Rewrite the items starting with the line that contains "# point at: alpine" and going on through the line that contains "x=177, y=497", putting "lush grass" wherever "green grass" appears and keeping everything else the same.

--- START ---

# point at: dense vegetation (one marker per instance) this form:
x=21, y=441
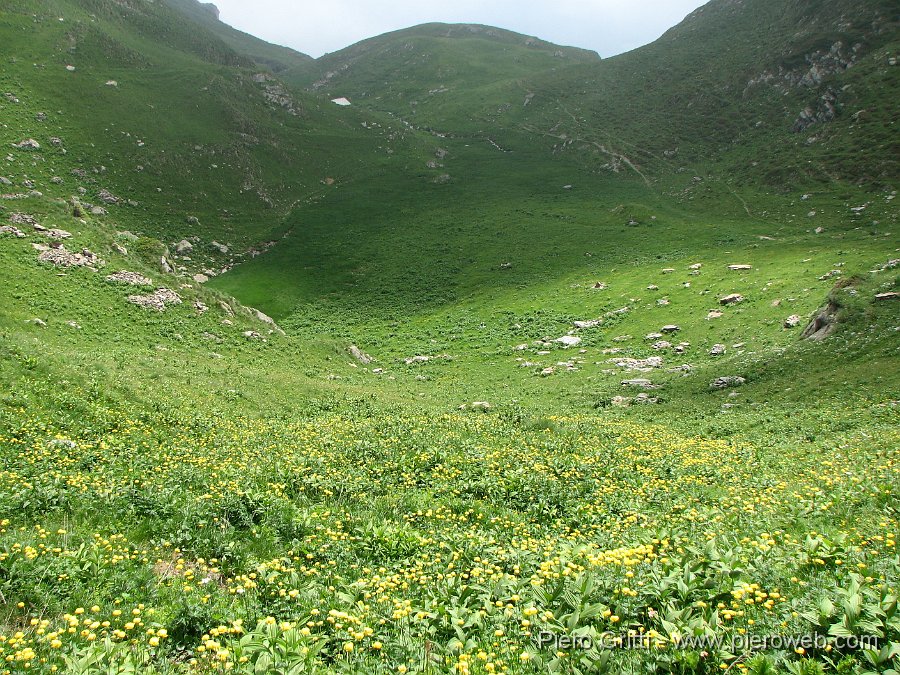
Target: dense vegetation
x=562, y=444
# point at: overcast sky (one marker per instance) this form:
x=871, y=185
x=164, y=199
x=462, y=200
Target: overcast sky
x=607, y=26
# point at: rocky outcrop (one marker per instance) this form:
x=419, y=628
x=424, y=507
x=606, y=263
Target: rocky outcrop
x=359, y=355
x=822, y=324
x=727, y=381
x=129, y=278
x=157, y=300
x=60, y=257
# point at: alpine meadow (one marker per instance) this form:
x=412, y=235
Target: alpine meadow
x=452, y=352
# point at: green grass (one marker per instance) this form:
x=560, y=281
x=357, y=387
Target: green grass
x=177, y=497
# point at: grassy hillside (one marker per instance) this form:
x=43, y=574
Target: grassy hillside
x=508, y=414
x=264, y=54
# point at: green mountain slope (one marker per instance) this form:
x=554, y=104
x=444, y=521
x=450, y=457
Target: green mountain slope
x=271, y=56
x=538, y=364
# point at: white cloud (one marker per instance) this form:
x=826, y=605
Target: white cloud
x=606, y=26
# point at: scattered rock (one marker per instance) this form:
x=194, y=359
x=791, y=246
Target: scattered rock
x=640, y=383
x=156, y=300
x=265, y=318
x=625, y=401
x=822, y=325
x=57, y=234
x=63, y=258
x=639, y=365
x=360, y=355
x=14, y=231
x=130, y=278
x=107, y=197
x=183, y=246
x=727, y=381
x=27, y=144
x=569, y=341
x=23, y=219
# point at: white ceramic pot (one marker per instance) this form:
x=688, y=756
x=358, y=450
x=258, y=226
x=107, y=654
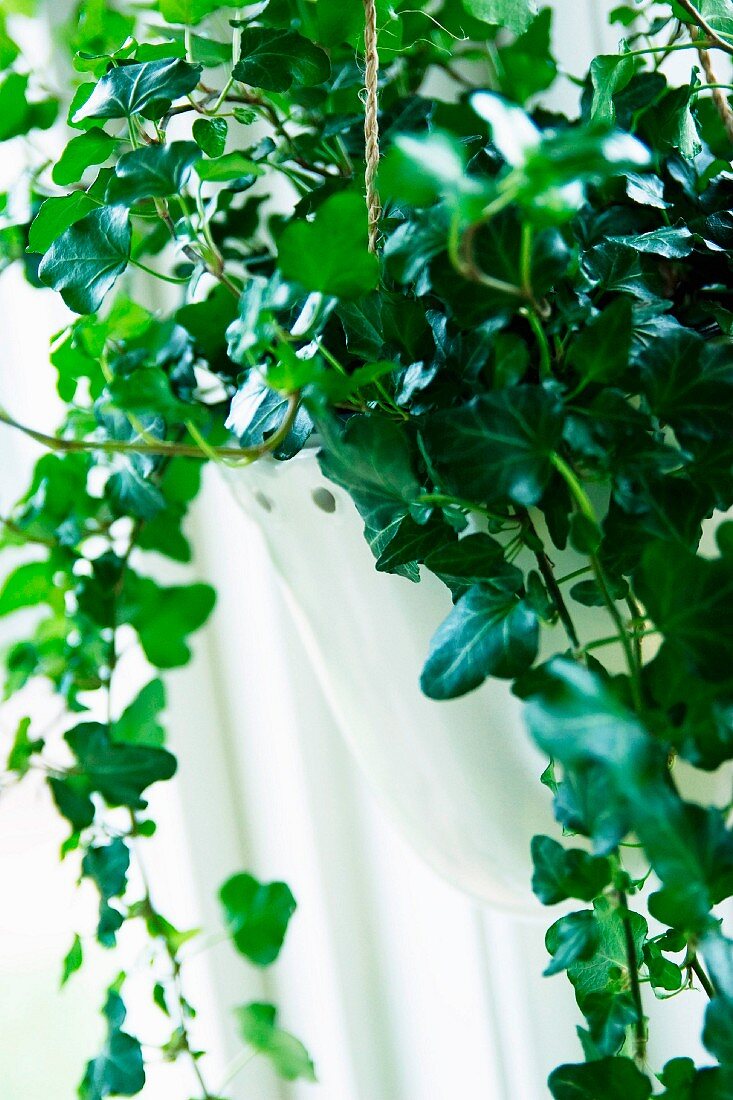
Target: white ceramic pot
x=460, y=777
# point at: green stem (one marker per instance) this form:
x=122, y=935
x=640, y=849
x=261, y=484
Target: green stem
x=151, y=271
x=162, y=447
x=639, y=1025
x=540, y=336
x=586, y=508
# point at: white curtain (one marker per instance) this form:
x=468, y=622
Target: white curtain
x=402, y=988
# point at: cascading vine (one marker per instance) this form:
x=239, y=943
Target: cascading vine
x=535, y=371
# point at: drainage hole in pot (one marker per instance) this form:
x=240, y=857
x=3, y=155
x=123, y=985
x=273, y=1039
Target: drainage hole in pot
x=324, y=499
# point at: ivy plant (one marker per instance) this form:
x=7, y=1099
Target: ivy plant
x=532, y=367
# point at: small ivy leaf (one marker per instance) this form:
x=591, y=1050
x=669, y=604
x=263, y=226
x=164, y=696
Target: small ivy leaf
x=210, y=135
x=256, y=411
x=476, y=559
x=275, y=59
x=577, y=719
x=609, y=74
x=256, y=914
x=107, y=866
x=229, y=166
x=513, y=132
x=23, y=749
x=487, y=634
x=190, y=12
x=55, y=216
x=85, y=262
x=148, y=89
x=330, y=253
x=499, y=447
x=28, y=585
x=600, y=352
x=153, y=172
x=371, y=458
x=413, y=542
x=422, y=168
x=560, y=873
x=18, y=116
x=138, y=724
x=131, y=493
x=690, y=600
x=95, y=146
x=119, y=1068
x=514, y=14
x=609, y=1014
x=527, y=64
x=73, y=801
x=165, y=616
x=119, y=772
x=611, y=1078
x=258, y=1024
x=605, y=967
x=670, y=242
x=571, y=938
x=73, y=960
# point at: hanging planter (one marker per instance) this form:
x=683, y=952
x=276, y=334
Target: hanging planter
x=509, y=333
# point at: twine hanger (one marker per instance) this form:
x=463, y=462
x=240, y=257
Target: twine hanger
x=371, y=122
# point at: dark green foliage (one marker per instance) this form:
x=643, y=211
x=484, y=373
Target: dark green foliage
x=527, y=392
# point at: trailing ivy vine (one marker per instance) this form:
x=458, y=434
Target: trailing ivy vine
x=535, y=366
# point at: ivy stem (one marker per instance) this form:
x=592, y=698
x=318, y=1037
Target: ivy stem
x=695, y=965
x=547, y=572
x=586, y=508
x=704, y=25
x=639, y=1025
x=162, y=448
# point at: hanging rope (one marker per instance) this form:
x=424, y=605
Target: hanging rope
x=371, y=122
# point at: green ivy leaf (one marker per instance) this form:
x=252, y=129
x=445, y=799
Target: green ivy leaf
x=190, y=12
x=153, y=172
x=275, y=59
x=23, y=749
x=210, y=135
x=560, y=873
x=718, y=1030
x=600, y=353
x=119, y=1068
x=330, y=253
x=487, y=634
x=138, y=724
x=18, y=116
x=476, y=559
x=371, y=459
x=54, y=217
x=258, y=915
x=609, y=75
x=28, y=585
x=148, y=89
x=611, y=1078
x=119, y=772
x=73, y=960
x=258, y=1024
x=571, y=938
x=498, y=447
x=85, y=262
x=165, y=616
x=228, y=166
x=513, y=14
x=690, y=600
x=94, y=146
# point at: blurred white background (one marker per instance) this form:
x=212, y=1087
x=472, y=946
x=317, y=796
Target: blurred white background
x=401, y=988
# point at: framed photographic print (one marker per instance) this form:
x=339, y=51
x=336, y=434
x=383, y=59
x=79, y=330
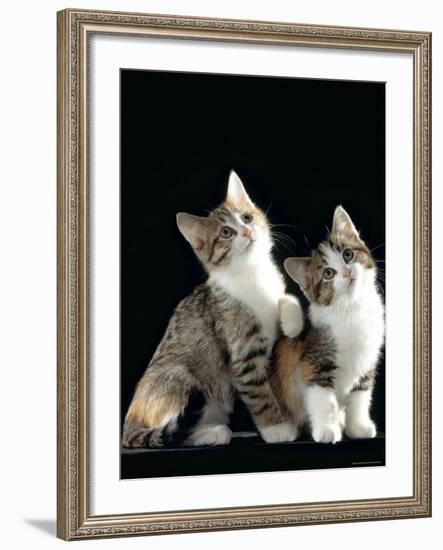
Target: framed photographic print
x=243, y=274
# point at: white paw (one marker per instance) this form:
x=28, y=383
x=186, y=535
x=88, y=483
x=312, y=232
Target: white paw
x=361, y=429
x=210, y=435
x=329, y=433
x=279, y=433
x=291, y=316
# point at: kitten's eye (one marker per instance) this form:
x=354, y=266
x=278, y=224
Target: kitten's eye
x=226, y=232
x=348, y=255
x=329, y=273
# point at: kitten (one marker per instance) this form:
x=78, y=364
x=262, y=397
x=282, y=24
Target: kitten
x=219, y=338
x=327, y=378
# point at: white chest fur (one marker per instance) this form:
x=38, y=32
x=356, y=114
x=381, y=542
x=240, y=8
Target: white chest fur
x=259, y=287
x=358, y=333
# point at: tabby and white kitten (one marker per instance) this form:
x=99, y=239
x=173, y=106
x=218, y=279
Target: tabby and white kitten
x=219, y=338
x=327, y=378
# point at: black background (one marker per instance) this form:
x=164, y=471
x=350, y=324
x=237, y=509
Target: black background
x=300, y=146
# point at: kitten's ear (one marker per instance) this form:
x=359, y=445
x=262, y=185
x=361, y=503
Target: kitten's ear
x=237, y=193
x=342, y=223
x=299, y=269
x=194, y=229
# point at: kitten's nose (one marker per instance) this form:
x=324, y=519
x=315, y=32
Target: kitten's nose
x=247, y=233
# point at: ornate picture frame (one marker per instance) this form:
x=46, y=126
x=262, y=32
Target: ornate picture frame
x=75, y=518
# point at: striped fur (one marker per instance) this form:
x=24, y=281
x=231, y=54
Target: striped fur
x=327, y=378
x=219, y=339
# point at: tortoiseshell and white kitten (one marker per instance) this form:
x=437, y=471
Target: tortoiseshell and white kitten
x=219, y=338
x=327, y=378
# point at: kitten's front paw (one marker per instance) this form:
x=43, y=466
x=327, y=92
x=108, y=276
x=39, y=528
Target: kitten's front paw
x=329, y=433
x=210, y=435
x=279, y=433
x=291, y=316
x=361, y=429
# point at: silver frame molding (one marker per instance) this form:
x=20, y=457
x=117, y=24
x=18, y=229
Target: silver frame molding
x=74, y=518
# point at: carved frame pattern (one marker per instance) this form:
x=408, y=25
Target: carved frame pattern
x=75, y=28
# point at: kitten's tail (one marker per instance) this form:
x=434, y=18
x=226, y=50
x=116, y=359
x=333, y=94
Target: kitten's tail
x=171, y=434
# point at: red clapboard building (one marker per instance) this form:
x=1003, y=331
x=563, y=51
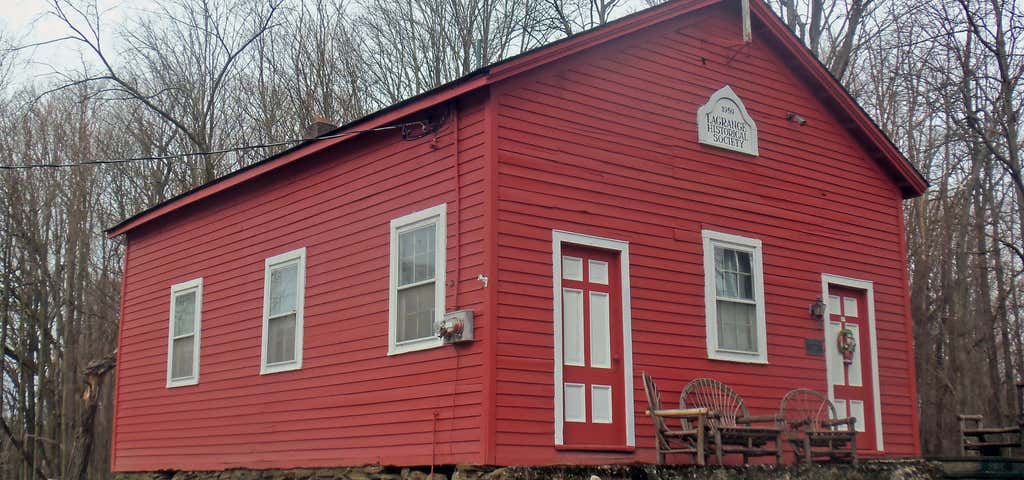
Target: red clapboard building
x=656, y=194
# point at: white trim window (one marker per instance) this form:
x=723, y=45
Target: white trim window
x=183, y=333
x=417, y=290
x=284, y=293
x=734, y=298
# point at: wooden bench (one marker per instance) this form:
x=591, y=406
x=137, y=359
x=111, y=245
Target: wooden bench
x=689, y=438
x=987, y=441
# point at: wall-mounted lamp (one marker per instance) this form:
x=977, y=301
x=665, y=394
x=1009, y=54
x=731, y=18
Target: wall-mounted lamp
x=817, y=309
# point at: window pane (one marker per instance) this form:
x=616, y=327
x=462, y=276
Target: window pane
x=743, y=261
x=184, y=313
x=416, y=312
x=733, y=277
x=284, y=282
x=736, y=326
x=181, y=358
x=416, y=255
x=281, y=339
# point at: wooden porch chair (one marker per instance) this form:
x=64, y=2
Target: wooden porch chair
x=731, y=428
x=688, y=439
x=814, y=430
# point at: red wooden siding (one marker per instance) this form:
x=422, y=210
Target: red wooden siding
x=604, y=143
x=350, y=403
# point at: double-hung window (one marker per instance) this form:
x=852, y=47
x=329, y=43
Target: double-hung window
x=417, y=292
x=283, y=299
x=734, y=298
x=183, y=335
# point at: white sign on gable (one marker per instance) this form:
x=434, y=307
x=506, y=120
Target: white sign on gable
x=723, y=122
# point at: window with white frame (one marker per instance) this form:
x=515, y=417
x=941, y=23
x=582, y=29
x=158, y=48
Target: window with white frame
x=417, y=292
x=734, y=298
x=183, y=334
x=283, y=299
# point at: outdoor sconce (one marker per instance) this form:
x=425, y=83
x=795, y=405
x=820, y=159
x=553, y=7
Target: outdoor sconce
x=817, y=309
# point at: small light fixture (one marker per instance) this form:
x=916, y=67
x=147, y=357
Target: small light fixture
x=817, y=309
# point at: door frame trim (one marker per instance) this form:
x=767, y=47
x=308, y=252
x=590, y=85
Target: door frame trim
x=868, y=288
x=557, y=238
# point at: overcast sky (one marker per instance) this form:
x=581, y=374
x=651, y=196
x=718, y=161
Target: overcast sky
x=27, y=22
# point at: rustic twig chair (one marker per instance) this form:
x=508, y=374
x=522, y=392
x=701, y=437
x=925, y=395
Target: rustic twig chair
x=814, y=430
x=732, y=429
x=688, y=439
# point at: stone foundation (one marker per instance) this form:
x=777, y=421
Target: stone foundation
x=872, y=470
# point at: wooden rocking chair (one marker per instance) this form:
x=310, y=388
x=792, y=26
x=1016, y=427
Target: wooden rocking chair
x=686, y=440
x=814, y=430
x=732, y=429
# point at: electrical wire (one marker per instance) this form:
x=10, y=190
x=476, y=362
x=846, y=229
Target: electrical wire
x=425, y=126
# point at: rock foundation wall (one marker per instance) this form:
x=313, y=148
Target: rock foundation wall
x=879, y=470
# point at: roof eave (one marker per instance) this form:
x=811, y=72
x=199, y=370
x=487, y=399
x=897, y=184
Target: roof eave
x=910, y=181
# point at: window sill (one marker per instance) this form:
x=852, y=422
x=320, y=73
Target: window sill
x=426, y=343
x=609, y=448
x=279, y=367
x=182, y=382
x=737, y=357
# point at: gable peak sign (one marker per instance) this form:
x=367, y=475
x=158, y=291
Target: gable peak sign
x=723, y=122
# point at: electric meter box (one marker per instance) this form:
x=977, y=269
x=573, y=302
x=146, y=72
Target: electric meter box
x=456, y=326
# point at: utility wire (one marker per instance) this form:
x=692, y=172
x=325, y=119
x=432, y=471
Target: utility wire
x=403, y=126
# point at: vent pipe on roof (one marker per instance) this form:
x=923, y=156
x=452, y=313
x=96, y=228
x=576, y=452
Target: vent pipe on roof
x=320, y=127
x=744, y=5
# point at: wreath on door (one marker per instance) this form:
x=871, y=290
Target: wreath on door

--- END ---

* [OUTPUT OF THE EXERCISE]:
# point at: alpine meadow (one marker per instance) this form:
x=412, y=235
Target: alpine meadow
x=452, y=352
# point at: lush grass (one marker per instance) this form:
x=560, y=281
x=357, y=387
Target: lush grass
x=177, y=497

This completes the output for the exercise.